### LES ENREGISTREMENTS:
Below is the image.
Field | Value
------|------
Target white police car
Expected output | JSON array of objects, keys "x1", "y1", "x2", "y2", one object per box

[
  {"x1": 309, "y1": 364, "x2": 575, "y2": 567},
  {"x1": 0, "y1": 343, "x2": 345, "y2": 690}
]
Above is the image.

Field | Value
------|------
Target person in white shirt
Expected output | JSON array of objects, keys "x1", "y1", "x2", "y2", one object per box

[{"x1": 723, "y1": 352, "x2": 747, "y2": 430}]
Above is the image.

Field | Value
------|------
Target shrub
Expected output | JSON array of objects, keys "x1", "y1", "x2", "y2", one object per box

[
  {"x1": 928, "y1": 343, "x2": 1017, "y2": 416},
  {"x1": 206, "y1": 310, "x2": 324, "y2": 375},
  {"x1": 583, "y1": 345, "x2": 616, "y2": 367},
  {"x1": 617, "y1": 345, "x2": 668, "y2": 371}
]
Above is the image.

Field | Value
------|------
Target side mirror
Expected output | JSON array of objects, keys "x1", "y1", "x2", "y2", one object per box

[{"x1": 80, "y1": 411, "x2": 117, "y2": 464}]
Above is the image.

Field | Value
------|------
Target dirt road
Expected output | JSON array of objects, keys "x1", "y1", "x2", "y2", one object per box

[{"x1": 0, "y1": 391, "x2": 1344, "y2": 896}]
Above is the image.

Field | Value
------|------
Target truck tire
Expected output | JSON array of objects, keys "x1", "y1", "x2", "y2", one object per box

### PROBLÈME À RÉSOUDRE:
Relevez chaque ligne du matériel ci-dessus qui contient la chaîne « Target », en respectant la casse.

### RÉSULTAT DE LA TÂCHE:
Target white police car
Target person in white shirt
Target shrub
Target side mirror
Target dirt road
Target truck tire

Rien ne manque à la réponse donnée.